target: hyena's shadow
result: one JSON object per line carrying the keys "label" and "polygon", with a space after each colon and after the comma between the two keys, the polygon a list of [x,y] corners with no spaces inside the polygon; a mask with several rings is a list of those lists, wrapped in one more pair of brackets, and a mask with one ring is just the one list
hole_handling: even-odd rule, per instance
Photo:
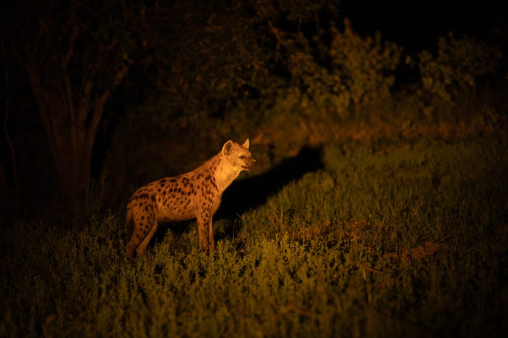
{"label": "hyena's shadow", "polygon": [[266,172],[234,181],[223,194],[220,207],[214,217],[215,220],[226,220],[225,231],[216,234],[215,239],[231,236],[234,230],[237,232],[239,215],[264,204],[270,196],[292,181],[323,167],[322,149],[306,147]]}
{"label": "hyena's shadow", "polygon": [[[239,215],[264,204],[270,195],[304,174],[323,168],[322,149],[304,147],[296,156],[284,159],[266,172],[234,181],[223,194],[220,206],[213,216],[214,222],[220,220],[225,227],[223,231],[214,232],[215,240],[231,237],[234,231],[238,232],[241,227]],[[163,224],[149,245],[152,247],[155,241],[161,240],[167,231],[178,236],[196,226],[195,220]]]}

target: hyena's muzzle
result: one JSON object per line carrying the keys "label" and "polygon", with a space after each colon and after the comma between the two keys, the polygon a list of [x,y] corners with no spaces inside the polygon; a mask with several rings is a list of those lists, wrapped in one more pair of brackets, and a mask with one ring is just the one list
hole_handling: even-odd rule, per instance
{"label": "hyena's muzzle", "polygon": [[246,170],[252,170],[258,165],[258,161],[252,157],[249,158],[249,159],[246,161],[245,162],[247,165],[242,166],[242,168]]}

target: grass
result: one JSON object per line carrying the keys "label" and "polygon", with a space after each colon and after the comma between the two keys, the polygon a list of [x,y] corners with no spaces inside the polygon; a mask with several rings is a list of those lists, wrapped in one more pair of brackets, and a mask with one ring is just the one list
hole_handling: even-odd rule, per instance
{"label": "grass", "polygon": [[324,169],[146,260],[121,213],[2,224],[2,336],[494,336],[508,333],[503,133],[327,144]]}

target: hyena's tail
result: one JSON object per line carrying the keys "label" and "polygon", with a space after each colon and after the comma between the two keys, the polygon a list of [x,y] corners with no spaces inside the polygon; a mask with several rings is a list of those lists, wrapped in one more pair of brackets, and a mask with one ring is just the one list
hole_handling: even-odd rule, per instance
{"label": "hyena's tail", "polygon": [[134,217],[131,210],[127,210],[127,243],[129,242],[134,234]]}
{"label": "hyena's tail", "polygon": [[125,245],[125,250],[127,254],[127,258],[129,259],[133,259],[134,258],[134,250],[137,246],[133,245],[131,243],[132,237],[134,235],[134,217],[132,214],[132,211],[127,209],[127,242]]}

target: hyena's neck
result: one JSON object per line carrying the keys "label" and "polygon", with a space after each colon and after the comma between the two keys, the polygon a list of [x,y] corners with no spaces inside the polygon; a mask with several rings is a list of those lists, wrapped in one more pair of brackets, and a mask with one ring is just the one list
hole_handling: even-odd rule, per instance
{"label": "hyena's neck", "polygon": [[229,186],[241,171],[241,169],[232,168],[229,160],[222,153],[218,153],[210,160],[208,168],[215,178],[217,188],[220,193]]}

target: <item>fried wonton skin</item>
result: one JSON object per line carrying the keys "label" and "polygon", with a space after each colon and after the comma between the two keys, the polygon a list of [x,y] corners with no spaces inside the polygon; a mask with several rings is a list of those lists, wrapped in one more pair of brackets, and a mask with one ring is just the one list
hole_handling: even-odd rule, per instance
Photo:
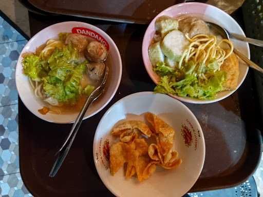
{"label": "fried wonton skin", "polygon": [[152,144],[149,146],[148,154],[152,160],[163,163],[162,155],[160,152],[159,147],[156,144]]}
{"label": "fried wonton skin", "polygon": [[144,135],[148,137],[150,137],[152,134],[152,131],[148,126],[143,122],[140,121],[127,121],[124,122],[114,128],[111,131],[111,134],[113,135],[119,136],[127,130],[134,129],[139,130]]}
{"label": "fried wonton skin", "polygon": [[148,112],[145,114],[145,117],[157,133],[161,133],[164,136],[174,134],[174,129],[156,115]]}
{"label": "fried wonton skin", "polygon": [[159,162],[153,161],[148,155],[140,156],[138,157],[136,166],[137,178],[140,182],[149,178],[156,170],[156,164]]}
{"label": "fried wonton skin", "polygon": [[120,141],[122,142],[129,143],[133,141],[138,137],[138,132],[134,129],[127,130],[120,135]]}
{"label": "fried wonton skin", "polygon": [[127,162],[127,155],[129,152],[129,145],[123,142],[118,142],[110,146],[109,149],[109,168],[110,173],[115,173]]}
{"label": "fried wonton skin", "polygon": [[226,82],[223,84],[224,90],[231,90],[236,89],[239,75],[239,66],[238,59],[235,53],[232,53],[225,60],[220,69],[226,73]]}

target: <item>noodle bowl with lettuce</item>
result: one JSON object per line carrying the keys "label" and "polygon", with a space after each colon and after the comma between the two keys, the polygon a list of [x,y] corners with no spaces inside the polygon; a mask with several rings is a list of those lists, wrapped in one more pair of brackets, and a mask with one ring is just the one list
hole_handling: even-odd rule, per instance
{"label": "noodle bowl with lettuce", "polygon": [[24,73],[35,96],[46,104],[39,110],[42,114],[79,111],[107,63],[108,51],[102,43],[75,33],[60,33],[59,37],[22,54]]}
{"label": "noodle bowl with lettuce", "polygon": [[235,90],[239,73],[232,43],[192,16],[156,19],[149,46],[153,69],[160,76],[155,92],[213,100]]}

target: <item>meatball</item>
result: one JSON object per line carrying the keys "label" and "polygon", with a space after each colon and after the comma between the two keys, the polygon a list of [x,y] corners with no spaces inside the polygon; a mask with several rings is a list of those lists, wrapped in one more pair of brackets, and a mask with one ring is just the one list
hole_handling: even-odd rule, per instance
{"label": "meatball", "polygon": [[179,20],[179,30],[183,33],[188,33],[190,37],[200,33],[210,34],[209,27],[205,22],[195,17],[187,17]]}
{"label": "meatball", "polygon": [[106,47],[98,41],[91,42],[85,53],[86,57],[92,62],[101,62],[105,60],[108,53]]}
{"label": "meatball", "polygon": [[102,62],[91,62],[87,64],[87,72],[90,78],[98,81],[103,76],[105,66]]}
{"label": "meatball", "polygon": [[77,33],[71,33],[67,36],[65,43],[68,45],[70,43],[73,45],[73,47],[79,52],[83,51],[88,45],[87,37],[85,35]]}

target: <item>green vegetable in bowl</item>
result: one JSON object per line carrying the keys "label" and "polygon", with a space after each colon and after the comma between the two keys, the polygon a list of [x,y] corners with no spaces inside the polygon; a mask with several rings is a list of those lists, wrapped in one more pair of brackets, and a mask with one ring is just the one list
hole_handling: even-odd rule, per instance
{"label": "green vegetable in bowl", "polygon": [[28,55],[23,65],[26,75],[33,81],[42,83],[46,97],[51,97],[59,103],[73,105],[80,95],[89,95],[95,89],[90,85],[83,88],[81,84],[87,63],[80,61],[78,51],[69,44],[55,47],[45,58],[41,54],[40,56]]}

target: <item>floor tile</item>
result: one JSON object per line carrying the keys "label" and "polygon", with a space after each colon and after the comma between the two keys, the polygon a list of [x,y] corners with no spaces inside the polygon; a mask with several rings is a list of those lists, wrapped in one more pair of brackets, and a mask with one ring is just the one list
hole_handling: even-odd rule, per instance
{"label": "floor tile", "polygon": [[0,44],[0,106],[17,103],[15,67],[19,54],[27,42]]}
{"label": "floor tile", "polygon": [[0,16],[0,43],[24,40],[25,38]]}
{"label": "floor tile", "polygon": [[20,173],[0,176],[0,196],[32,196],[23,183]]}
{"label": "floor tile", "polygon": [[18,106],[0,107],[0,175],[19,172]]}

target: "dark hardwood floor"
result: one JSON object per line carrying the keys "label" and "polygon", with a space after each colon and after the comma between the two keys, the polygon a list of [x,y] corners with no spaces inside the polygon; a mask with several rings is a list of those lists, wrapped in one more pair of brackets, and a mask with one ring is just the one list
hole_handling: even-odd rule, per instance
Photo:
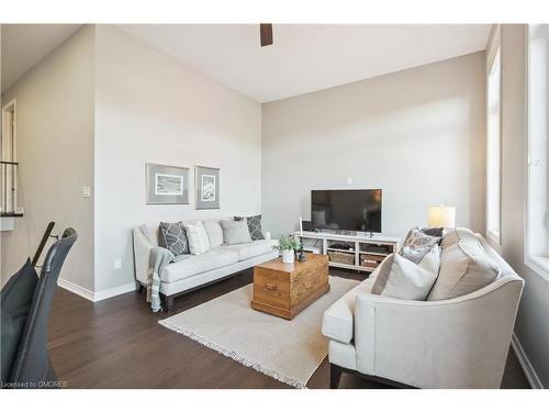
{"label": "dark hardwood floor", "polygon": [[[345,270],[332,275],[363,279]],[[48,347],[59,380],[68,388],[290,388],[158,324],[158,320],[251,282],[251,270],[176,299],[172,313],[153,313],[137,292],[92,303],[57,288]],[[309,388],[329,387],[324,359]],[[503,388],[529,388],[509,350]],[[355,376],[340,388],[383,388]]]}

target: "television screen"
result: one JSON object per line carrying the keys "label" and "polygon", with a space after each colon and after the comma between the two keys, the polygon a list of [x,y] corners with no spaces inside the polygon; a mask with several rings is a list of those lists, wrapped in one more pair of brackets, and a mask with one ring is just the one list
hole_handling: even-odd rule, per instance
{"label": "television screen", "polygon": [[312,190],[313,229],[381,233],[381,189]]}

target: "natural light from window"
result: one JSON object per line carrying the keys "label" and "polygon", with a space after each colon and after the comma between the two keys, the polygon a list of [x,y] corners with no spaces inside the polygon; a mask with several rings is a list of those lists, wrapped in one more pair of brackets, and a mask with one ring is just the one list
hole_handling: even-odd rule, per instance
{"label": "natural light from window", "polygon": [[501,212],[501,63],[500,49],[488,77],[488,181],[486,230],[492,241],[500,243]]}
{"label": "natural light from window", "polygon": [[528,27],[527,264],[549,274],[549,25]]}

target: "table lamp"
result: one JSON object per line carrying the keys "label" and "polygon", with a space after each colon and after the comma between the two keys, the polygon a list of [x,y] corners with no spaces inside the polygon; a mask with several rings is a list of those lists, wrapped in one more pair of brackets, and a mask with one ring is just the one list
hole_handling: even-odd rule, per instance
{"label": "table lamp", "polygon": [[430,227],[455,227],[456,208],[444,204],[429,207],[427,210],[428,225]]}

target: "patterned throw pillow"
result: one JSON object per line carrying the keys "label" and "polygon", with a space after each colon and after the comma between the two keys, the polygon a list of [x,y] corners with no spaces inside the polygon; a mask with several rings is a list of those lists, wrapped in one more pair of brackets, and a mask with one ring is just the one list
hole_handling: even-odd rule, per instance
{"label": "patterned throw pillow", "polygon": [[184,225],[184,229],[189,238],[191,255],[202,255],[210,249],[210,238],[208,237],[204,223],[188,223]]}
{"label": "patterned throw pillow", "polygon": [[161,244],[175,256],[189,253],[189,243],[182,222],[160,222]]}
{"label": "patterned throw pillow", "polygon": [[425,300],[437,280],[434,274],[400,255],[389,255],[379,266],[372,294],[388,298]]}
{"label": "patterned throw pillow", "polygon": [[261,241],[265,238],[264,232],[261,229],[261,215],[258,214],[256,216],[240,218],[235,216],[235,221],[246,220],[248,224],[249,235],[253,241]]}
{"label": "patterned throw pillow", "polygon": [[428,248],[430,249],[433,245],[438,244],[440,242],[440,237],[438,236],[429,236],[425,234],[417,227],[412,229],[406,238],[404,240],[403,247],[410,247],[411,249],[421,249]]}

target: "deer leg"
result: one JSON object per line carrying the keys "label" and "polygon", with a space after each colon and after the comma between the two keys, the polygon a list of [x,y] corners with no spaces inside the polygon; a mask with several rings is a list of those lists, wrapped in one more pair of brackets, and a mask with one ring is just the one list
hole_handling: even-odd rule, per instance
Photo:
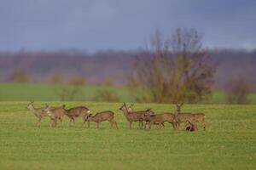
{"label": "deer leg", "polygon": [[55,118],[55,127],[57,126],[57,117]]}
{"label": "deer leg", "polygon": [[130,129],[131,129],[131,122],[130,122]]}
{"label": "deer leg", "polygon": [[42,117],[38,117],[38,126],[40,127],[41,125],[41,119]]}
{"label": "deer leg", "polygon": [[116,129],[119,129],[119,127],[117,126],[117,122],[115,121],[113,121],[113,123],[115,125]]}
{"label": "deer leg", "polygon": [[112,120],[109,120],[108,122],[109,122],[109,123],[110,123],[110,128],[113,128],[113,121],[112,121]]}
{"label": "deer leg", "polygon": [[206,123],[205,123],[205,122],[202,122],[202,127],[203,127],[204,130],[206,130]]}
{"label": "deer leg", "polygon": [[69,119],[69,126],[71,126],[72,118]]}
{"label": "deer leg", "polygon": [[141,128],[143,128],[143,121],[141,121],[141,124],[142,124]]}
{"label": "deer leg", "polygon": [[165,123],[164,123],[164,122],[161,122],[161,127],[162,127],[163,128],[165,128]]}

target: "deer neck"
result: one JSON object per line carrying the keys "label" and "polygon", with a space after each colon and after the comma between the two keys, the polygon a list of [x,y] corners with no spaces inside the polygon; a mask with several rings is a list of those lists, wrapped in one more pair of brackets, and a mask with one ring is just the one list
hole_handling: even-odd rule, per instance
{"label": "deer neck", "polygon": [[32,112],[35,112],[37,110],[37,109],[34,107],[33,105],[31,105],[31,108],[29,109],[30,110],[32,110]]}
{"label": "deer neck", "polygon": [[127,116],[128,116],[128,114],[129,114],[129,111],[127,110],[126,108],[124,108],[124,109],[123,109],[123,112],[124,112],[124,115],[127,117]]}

§ **Problem statement**
List every line of the data that contains the word "vegetable", matching case exactly.

§ **Response to the exercise**
target: <item>green vegetable in bowl</item>
{"label": "green vegetable in bowl", "polygon": [[28,55],[23,65],[26,75],[33,81],[42,83],[46,97],[51,97],[59,103],[73,105],[80,95],[89,95],[95,89],[90,85],[83,88],[81,84],[87,63],[80,61],[78,51],[69,44],[55,47],[45,58],[41,54],[40,56]]}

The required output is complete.